*What the exercise asks*. Copy each line from the data that has the word "outcrop" in it.
═══ Material provided
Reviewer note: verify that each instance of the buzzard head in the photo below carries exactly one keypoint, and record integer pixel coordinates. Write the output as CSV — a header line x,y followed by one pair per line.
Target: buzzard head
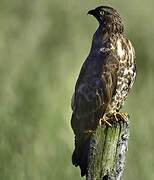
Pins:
x,y
108,17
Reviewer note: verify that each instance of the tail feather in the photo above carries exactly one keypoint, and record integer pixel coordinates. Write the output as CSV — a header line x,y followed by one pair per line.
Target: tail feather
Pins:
x,y
80,154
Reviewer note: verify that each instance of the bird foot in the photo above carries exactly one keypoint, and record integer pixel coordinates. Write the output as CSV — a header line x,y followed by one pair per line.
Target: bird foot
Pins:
x,y
120,116
105,121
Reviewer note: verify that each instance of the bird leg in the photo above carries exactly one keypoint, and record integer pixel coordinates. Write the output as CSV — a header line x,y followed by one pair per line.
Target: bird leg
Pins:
x,y
104,120
120,116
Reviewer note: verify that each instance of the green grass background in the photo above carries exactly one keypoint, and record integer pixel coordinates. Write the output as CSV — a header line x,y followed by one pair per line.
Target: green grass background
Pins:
x,y
42,47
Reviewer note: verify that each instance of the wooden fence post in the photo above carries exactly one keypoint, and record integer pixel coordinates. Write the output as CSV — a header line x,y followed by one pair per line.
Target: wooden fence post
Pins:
x,y
107,152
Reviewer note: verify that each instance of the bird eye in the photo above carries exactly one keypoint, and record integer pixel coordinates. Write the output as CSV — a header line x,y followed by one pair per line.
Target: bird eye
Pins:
x,y
102,12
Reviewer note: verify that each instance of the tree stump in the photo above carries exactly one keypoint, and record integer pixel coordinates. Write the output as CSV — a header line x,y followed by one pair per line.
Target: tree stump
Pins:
x,y
107,152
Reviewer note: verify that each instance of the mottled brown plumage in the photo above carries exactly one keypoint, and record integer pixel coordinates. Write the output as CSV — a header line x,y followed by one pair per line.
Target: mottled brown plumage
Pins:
x,y
104,81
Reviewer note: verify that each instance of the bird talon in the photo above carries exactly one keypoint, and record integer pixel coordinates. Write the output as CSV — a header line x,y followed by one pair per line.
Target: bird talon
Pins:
x,y
121,116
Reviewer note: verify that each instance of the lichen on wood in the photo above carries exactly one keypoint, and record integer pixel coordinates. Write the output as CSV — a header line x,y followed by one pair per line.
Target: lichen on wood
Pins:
x,y
107,152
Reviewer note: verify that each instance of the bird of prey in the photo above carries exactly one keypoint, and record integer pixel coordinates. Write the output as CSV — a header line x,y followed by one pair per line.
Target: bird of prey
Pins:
x,y
105,79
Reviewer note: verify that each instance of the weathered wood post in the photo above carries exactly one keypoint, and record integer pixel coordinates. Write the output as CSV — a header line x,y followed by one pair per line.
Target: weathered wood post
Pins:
x,y
107,153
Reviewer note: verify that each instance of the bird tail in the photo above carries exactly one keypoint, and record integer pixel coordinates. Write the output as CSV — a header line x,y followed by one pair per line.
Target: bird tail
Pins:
x,y
80,154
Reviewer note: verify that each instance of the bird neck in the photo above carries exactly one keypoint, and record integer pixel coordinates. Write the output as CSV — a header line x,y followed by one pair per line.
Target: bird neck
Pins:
x,y
103,34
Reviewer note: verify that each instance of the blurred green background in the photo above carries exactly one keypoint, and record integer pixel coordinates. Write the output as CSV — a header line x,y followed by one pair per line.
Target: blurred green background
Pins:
x,y
42,47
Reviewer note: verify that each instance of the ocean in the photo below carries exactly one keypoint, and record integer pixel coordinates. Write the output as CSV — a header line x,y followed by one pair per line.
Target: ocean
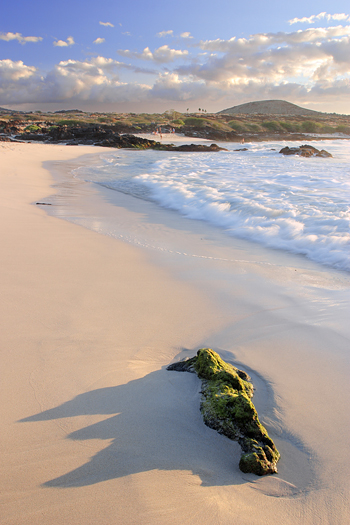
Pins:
x,y
289,203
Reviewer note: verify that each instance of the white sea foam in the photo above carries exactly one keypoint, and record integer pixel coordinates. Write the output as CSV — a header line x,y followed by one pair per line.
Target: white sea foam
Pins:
x,y
290,203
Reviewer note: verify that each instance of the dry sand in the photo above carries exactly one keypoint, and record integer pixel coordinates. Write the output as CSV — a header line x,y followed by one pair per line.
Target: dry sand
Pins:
x,y
94,429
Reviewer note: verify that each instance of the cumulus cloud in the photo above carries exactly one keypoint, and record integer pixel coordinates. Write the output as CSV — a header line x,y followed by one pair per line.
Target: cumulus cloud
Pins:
x,y
163,54
186,34
64,43
95,80
314,18
165,33
302,66
19,37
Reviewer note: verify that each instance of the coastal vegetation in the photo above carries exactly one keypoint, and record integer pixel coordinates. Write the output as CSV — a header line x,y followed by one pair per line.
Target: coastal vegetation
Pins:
x,y
226,407
216,127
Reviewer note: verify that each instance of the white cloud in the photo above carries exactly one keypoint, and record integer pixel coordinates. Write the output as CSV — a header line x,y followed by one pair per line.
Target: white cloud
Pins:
x,y
165,33
63,43
95,80
19,37
161,55
313,18
186,34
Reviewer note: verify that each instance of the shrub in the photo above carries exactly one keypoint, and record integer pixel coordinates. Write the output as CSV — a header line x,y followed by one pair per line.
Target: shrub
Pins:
x,y
32,128
343,129
271,125
196,121
178,122
310,127
237,126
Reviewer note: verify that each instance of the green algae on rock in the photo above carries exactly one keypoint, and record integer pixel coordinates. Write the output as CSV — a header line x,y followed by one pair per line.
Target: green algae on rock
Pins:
x,y
226,407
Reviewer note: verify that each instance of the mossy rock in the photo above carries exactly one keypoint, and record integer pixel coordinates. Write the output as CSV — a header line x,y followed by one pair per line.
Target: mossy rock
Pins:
x,y
226,407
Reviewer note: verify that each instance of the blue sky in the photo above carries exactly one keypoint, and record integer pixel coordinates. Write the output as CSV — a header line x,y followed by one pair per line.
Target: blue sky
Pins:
x,y
157,55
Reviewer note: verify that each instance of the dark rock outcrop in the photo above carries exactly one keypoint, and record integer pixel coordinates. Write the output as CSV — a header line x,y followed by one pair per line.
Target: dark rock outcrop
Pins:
x,y
207,132
226,407
97,135
305,151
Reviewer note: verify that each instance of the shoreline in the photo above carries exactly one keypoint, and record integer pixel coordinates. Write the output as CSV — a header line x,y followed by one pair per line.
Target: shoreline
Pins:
x,y
79,362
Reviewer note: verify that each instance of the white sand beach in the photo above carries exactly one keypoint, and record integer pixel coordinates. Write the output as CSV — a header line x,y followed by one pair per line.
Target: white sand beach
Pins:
x,y
93,428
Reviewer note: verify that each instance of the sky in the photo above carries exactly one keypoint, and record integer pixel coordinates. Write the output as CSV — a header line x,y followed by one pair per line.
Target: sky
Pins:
x,y
137,56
══════
*Result of the exercise*.
Reviewer note: verify that each instance of the dark rock outcrop in the photo above carries exactly one keypoint, and record integer pixel coordinates. Write the output as CSV — a header line x,y followed by one pair per line.
Target: dark rock outcrop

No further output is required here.